Faire de la politique autrement (1/3)
 : Toute colère est légitime


Tout tourne autour de la politique institutionnalisée en cette période préélectorale. Pourtant, la politique ne se résume pas aux campagnes électorales et aux parlements. Début d’une série estivale sur d’autres façons de faire de la politique.

Une communauté s’organise pour l’action lors du Community Forum on Black America de 2016, à Minneapolis. (Photo : Tony Webster/flickr)

« Regardez, vous n’êtes pas obligés de supporter toute cette merde. Il y a quelque chose de concret que vous pouvez faire. Mais pour accomplir quoi que ce soit, vous devez avoir du pouvoir et vous ne l’aurez qu’en vous organisant. Aujourd’hui, le pouvoir provient de deux choses : l’argent et les gens. Vous n’avez pas d’argent, mais vous avez des gens, et voilà ce que vous pouvez en faire. » La citation, extraite d’une interview publiée par le magazine érotique « Playboy » en 1972, résume l’essence même de la pensée de Saul Alinsky, sociologue, écrivain, syndicaliste et maître à penser de la gauche américaine.

Amener des personnes peu politisées, éloignées de la politique, à agir pour leurs intérêts en s’auto-organisant, c’est le pari de la méthode du « community organizing ». Une méthode développée par Alinsky à partir de ses propres expériences dans les quartiers pauvres de Chicago et d’ailleurs aux États-Unis. « Rules for Radicals », « Être radical » en français, voilà son principal ouvrage, véritable bible d’une partie de la gauche américaine.

================

■ EXERCICE BREF:
Recopiez intégralement le texte fourni ci-dessus, sans en changer un seul caractère.

■ LIGNES ENREGISTRÉES:

================

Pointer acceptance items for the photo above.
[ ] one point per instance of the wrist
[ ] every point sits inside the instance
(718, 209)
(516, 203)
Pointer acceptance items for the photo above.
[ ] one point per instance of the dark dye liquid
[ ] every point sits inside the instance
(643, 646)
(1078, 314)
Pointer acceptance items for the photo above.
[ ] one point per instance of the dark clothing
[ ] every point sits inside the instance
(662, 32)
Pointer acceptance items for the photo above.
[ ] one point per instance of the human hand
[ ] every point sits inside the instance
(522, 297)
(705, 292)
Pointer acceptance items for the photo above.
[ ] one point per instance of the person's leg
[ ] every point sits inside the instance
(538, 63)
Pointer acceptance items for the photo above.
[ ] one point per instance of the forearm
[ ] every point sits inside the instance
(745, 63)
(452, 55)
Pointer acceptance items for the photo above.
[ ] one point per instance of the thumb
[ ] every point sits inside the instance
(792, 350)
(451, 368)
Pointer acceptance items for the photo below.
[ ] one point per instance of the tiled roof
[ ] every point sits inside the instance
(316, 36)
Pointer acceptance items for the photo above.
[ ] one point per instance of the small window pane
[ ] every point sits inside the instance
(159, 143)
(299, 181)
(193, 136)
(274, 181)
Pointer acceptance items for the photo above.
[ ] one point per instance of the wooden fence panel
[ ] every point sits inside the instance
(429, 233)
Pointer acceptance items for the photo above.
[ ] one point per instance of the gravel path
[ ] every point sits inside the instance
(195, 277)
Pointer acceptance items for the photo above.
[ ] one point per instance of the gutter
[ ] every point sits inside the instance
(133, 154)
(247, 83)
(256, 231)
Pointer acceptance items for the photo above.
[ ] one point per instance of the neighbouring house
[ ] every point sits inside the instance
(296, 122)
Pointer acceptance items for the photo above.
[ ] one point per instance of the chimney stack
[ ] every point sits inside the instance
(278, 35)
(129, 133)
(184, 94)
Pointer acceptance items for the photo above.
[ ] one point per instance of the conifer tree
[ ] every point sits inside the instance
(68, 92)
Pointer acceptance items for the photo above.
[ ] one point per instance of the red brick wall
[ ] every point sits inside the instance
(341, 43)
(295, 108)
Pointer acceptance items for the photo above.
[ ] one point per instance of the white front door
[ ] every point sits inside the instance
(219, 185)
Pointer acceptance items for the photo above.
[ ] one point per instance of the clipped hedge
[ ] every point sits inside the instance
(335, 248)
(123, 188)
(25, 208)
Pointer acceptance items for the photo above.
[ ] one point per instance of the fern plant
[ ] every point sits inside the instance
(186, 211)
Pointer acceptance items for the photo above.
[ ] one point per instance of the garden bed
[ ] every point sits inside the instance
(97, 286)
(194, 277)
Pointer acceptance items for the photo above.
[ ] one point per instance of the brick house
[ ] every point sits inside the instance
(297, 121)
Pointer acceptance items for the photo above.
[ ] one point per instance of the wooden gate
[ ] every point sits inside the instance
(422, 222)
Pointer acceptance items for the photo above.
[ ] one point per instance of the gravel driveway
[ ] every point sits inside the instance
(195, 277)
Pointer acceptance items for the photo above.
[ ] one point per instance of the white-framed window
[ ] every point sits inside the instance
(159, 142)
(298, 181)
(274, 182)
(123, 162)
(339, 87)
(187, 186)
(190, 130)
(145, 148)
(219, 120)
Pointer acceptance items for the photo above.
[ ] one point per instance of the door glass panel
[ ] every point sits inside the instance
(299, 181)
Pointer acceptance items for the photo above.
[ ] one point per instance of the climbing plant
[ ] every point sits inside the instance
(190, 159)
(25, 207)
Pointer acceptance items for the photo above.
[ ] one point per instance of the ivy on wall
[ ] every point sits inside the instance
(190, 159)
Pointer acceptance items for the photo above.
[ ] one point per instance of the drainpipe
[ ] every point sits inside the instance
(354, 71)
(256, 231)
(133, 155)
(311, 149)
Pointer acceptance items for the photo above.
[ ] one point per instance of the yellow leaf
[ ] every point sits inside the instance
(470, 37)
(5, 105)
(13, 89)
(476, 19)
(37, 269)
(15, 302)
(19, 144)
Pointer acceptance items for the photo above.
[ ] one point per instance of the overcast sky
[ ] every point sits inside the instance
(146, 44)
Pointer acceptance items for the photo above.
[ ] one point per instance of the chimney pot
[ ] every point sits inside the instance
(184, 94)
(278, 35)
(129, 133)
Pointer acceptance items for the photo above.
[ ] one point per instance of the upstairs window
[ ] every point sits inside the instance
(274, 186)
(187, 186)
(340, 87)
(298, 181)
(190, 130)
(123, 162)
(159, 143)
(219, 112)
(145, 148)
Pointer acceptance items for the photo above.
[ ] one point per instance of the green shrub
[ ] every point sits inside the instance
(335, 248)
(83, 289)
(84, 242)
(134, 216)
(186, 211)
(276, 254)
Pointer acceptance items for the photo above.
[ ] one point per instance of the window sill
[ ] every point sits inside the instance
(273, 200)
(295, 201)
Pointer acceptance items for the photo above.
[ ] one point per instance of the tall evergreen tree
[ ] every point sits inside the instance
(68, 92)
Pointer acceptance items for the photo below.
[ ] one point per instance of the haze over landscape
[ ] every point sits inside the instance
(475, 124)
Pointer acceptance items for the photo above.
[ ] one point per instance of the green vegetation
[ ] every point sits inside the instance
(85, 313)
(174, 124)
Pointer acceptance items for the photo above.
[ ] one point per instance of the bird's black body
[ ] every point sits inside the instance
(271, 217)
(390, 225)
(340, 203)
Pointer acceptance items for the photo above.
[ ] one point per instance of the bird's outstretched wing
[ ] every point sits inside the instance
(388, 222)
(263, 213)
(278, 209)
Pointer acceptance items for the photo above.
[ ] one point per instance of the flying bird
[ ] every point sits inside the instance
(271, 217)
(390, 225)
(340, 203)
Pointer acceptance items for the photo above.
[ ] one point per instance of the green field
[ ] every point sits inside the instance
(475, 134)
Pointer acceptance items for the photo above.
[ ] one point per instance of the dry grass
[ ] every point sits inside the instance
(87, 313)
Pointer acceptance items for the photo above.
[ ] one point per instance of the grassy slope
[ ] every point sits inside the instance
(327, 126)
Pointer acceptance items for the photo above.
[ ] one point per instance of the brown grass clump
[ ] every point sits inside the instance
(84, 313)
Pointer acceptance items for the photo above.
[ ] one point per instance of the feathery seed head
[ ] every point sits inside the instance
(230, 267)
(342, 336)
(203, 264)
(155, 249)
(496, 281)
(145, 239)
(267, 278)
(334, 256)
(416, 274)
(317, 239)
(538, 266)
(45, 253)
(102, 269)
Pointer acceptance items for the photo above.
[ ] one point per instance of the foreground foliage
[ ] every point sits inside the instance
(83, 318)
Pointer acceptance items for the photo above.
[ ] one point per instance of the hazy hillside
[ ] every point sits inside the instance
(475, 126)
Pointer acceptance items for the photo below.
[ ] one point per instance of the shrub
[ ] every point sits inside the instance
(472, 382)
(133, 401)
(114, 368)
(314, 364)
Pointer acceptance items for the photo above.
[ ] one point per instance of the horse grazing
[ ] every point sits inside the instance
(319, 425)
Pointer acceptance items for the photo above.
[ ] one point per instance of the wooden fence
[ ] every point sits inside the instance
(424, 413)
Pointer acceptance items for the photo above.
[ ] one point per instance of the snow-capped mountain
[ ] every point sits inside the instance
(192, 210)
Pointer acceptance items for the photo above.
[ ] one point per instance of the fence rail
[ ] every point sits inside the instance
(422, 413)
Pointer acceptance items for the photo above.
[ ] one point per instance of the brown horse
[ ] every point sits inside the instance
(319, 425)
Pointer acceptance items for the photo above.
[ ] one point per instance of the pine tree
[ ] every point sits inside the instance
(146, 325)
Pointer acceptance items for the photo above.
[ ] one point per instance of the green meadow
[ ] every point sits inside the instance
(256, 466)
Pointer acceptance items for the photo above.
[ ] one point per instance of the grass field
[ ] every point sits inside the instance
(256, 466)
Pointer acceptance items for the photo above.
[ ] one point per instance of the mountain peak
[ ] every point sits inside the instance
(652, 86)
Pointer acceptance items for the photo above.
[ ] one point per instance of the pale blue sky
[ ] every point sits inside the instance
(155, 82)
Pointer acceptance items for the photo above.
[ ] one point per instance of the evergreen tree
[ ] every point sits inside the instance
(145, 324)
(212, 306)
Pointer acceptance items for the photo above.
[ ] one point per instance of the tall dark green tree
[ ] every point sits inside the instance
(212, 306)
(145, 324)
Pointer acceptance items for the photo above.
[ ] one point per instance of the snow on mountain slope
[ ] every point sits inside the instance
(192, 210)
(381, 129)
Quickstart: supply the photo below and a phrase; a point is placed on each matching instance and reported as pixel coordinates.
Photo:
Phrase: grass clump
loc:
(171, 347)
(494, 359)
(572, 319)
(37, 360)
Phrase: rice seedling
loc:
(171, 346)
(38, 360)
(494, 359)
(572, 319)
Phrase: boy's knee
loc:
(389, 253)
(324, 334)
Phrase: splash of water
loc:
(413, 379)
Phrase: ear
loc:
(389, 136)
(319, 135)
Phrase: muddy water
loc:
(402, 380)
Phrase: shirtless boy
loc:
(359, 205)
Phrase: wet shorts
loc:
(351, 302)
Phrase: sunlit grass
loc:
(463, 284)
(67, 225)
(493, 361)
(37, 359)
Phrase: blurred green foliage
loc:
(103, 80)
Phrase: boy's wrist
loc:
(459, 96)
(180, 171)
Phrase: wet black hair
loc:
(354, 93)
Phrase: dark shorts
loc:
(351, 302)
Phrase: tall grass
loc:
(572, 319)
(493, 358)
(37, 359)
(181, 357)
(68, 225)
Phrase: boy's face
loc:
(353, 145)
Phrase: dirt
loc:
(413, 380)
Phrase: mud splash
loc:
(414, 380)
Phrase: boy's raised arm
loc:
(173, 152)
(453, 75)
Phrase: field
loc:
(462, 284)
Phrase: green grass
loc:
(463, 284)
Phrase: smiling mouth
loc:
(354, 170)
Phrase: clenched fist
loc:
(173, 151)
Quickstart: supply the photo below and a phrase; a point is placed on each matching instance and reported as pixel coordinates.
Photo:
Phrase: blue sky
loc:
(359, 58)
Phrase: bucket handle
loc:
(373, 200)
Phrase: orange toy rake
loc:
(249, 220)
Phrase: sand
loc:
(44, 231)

================

■ RÉPONSE ATTENDUE:
Faire de la politique autrement (1/3)
 : Toute colère est légitime


Tout tourne autour de la politique institutionnalisée en cette période préélectorale. Pourtant, la politique ne se résume pas aux campagnes électorales et aux parlements. Début d’une série estivale sur d’autres façons de faire de la politique.

Une communauté s’organise pour l’action lors du Community Forum on Black America de 2016, à Minneapolis. (Photo : Tony Webster/flickr)

« Regardez, vous n’êtes pas obligés de supporter toute cette merde. Il y a quelque chose de concret que vous pouvez faire. Mais pour accomplir quoi que ce soit, vous devez avoir du pouvoir et vous ne l’aurez qu’en vous organisant. Aujourd’hui, le pouvoir provient de deux choses : l’argent et les gens. Vous n’avez pas d’argent, mais vous avez des gens, et voilà ce que vous pouvez en faire. » La citation, extraite d’une interview publiée par le magazine érotique « Playboy » en 1972, résume l’essence même de la pensée de Saul Alinsky, sociologue, écrivain, syndicaliste et maître à penser de la gauche américaine.

Amener des personnes peu politisées, éloignées de la politique, à agir pour leurs intérêts en s’auto-organisant, c’est le pari de la méthode du « community organizing ». Une méthode développée par Alinsky à partir de ses propres expériences dans les quartiers pauvres de Chicago et d’ailleurs aux États-Unis. « Rules for Radicals », « Être radical » en français, voilà son principal ouvrage, véritable bible d’une partie de la gauche américaine.